▶ Excerpted passage
** Start **

LIKES: (Hmm, we made notes, but all we could find is a crude drawing of boobs.)

DISLIKES: Presumably the shark, but the boobs we drew crossed over into “dislike” category as well, so I guess that’s a “dislike.”

ALSO ABOUT ME:

It’s a Syfy movie, so, any moment where a woman isn’t killing something, kissing/having sex or giving clumsy exposition, they really aren’t doing much of anything. We were going to write “boobs” again here to complete the hat trick, but that would be sexist.

So, we’re going to put “very thin” instead.

JOHN NOTE: Yes, three boobs is sexist. And also impossible.

EMMETT NOTE: Not on Mars!

“Calderon”

I think this guy was the cop. If I’m wrong, and someone could show up on the internet to shout at me and call me Hitler, that’d be super.

LIKES: Being wrong.

The Mexican police depicted in this make Benicio Del Toro’s crew from “Traffic” look like “Dragnet.” When they aren’t sending the entire group after Eric Balfour, they’re sending a helicopter after Dinoshark… which somehow fails. The shark bites the helicopter and makes it explode, which is a failure that physics finds too awesome to stop.

“Like a Poprock made of metal.”

It’s like if you set out to run over a homeless man with a car, and moments later, he bit your car till it exploded, and somehow you’d run over your own foot.

** End **

▶ Data excerpts
** Start **

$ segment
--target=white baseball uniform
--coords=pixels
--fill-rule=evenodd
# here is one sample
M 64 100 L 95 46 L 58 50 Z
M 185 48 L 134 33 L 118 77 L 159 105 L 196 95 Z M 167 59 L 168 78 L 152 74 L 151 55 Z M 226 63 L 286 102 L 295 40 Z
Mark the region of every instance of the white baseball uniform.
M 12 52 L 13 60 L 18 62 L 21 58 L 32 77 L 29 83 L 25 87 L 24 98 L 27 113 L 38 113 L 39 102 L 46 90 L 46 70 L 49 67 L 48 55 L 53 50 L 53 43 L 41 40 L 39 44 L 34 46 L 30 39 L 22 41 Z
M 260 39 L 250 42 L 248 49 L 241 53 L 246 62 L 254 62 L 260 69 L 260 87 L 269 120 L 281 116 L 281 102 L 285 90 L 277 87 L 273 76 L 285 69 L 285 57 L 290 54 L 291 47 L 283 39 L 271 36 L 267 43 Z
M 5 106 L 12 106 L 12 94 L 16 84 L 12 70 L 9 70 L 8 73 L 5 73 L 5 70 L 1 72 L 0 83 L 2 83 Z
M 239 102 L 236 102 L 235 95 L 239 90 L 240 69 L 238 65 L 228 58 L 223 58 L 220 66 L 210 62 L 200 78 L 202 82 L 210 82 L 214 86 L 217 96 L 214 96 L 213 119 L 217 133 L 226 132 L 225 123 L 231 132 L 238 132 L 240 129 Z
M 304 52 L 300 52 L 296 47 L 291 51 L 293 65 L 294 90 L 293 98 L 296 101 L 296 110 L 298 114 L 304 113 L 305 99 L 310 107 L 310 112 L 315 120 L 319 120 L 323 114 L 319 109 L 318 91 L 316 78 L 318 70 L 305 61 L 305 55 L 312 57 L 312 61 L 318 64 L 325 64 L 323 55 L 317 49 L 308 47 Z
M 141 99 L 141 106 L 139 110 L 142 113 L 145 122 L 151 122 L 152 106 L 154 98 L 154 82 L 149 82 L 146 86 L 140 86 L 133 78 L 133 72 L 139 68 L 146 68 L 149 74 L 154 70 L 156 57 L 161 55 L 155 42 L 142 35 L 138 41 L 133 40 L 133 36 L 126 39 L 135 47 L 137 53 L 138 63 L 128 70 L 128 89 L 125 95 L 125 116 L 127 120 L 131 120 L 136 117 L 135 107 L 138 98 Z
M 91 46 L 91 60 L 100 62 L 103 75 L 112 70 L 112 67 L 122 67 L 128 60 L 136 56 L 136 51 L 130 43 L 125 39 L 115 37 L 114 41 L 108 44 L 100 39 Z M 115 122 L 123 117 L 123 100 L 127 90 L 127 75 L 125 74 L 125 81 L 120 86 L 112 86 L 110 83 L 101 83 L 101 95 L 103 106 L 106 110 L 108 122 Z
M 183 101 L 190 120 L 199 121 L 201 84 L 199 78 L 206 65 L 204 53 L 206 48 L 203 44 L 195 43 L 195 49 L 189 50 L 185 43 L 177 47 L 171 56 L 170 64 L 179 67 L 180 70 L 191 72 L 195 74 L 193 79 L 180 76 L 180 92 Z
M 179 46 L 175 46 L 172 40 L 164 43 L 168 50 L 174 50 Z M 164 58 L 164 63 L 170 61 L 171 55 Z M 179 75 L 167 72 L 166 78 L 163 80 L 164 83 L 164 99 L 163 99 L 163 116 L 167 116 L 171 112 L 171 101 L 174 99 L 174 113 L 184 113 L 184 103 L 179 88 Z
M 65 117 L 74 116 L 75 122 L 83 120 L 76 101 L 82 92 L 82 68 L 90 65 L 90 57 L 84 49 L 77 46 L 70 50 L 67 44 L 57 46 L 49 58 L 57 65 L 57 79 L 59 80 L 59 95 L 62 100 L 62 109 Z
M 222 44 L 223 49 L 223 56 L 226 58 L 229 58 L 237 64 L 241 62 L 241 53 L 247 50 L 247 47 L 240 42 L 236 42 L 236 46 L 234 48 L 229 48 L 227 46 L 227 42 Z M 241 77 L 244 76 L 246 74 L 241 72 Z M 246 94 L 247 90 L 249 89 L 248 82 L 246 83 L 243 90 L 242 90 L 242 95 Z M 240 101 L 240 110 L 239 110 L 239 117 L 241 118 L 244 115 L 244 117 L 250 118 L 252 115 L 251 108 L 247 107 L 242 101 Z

** End **

▶ Directions
1. In the movie review, what does the shark do to the helicopter sent after it?
2. Duplicate everything in the records from their first line down to the line containing "Mark the region", with both of those lines included.
The movie review and the records have no connection to each other.

▶ Results in order
1. The shark bites the helicopter and makes it explode.

2.
$ segment
--target=white baseball uniform
--coords=pixels
--fill-rule=evenodd
# here is one sample
M 64 100 L 95 46 L 58 50 Z
M 185 48 L 134 33 L 118 77 L 159 105 L 196 95 Z M 167 59 L 168 78 L 152 74 L 151 55 Z M 226 63 L 286 102 L 295 40 Z
Mark the region of every instance of the white baseball uniform.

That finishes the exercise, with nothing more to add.